=== Material provided ===
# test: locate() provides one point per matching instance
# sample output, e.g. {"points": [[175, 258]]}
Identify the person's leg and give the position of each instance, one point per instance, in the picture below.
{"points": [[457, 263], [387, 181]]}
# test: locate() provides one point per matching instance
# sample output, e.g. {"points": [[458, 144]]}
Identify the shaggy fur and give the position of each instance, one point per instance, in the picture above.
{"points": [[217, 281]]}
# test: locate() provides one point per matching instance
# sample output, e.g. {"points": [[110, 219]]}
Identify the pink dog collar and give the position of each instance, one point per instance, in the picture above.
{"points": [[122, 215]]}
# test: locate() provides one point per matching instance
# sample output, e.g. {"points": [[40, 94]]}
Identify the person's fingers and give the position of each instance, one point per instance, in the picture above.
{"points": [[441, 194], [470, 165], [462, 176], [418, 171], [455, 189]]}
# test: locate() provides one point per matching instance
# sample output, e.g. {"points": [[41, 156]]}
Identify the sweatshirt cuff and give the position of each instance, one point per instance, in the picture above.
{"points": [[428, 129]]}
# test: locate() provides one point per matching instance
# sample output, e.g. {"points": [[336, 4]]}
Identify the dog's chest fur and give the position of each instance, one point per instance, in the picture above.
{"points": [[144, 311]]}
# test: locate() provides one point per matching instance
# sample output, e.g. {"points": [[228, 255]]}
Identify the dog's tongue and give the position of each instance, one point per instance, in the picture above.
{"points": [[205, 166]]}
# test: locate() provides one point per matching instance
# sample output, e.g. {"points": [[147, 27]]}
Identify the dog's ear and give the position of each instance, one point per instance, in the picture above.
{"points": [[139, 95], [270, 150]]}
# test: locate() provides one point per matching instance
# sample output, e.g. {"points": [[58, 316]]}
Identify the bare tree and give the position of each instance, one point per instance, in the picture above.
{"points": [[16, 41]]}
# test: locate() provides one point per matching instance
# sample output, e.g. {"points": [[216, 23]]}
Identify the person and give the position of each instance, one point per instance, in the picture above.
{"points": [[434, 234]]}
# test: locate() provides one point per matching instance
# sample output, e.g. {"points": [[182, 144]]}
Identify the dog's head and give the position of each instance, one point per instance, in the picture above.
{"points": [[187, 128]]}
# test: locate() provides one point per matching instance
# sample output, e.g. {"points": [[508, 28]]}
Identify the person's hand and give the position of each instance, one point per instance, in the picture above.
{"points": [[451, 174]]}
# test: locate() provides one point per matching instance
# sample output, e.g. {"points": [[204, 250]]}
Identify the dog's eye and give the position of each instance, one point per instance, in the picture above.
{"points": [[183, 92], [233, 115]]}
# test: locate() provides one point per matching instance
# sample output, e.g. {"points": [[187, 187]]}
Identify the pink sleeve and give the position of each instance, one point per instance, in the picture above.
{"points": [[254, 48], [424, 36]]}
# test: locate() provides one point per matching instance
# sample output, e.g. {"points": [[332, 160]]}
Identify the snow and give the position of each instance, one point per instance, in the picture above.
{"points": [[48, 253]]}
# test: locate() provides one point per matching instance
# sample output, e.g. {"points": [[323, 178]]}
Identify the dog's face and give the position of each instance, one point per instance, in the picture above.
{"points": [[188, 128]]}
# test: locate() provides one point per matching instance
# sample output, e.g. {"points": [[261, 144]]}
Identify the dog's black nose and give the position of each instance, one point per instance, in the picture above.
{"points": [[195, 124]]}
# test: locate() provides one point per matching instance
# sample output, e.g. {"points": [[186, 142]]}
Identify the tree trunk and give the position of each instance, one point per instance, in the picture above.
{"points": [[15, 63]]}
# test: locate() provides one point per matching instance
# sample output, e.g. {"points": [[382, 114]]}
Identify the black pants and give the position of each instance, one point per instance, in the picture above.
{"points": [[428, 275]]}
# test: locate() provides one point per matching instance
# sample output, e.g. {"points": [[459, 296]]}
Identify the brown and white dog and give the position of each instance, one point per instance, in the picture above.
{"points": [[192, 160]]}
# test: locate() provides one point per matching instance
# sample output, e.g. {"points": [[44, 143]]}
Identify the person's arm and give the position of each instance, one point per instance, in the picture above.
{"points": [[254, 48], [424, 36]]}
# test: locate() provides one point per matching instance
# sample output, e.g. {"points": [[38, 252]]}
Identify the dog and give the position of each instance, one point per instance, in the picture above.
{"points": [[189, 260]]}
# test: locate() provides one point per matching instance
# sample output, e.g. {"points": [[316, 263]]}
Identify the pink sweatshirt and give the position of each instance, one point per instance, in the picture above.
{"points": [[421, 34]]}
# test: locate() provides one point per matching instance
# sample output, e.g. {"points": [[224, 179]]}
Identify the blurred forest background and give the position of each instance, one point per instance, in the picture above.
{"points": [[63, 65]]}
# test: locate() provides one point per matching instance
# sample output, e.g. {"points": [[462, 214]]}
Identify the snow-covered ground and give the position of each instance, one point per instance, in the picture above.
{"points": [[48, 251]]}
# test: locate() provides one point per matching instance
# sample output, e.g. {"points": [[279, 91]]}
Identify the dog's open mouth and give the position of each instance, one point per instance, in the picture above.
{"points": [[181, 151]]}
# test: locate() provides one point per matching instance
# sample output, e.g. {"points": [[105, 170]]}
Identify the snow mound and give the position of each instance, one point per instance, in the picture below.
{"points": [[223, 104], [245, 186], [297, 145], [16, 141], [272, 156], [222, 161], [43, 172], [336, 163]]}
===
Problem details — Repeat the entries shown above, every one, word for word.

Result of this task —
# test: locate() provides one point per matching instance
# sample output, e.g. {"points": [[175, 258]]}
Identify the person's leg and give the position of each instance, one point per instance, in the picture below.
{"points": [[457, 263], [387, 181]]}
# test: locate() provides one point per matching instance
# sample output, e.g. {"points": [[458, 144]]}
Identify the shaggy fur and give the position of each instance, one point per instance, in the picture above.
{"points": [[217, 281]]}
# test: locate() provides one point per matching instance
# sample output, e.g. {"points": [[110, 219]]}
Identify the pink dog collar and give the position of each instance, one point per instance, in the picture above.
{"points": [[122, 215]]}
# test: locate() provides one point per matching instance
# sample output, e.g. {"points": [[40, 94]]}
Identify the person's fingers and give the position of each instance, one point per instance, in the picture above.
{"points": [[441, 194], [470, 165], [462, 176], [418, 171], [455, 189]]}
# test: locate() provides one point per matching instance
# sample output, e.g. {"points": [[41, 156]]}
Identify the sweatshirt cuff and give the position of each instance, one point per instance, in the picture above.
{"points": [[428, 129]]}
# test: locate() provides one point per matching instance
# sample output, e.g. {"points": [[336, 4]]}
Identify the dog's chest fur and give the position of each instance, one point per instance, in the picture above.
{"points": [[144, 311]]}
# test: locate() provides one point per matching instance
# sample output, e.g. {"points": [[228, 255]]}
Identify the dog's tongue and give the position of each instance, one point per instance, in the picture above.
{"points": [[205, 166]]}
# test: locate() provides one point per matching instance
# sample output, e.g. {"points": [[147, 27]]}
Identify the dog's ear and give the position of each instance, one point per instance, in the picture above.
{"points": [[139, 95], [270, 150]]}
# test: locate() provides one point per matching instance
# sample output, e.g. {"points": [[58, 316]]}
Identify the bare tree and give the position of each instance, one point per instance, in the picture above.
{"points": [[16, 41]]}
# test: locate() provides one point per matching instance
# sample output, e.g. {"points": [[216, 23]]}
Identify the person and give the position of each instance, one point per instance, in the picture above.
{"points": [[434, 234]]}
# test: locate() provides one point per matching instance
# sample output, e.g. {"points": [[182, 144]]}
Identify the dog's head and give the position of each instance, one point per instance, in the picture above.
{"points": [[187, 128]]}
# test: locate() provides one point per matching instance
# sample output, e.g. {"points": [[508, 28]]}
Identify the person's hand and give the position of each instance, one point per instance, in the picture above.
{"points": [[451, 174]]}
# test: locate() provides one point per matching instance
# sample output, e.g. {"points": [[204, 250]]}
Identify the dog's eye and give the position of each instance, one point per instance, in the picture above.
{"points": [[183, 92], [233, 115]]}
# test: locate() provides one point per matching instance
# sample output, e.g. {"points": [[187, 187]]}
Identify the pink sleeve and give the position of each instance, one point per instance, in the picture above.
{"points": [[254, 48], [424, 36]]}
# test: locate() provides one point per matching instance
# sample output, e.g. {"points": [[332, 160]]}
Identify the snow and give the position of each instance, one point per instance, in the picture above.
{"points": [[48, 253]]}
# test: locate() provides one point per matching instance
# sample output, e.g. {"points": [[323, 178]]}
Identify the dog's face and give the position of each instance, one point per instance, in the picture above.
{"points": [[188, 128]]}
# test: locate() provides one point per matching instance
# sample output, e.g. {"points": [[261, 144]]}
Identify the dog's black nose and give the position of each instance, one point per instance, in the picture above.
{"points": [[195, 124]]}
# test: locate() provides one point per matching instance
# sample output, e.g. {"points": [[186, 142]]}
Identify the tree trunk and give the position of each instance, one point per instance, in the picture above.
{"points": [[15, 63]]}
# test: locate() provides one point per matching instance
# sample output, e.g. {"points": [[382, 114]]}
Identify the black pants and give the position of each instance, one point per instance, in the picture above.
{"points": [[428, 275]]}
# test: locate() provides one point per matching instance
# sample output, e.g. {"points": [[459, 296]]}
Identify the brown and white dog and give the position of each instance, one point per instance, in the picture above.
{"points": [[192, 160]]}
# test: locate() provides one point per matching instance
# sample output, e.g. {"points": [[44, 143]]}
Identify the person's arm and give the position of each instance, one point per instance, in the picture above.
{"points": [[254, 48], [424, 36]]}
# test: locate() provides one point per matching instance
# sample output, e.g. {"points": [[38, 252]]}
Identify the dog and give the position of each instance, one point per instance, in the picture above.
{"points": [[189, 260]]}
# test: locate() provides one point per matching instance
# sample output, e.g. {"points": [[316, 263]]}
Identify the pink sweatshirt and give the position of each instance, one point per instance, in the picture above.
{"points": [[421, 34]]}
# test: locate() provides one point per matching instance
# sample output, e.g. {"points": [[224, 179]]}
Identify the blurred forest background and give the position of each instance, one point per instance, in the picture above.
{"points": [[63, 65]]}
# test: locate() provides one point per matching instance
# sample output, e.g. {"points": [[462, 214]]}
Identify the snow-covered ground and give the position of each instance, one point per instance, in the picture above.
{"points": [[48, 251]]}
# test: locate() provides one point per matching instance
# sample output, e.g. {"points": [[279, 91]]}
Identify the dog's open mouth and give the position of each instance, one point per instance, in the picture above.
{"points": [[181, 151]]}
# test: locate() provides one point per matching instance
# sample output, e.g. {"points": [[105, 170]]}
Identify the snow mound and give the position of each instance, one point per instance, in the picture below.
{"points": [[223, 104], [245, 186], [297, 145], [16, 141], [272, 156], [222, 161], [43, 172], [336, 163]]}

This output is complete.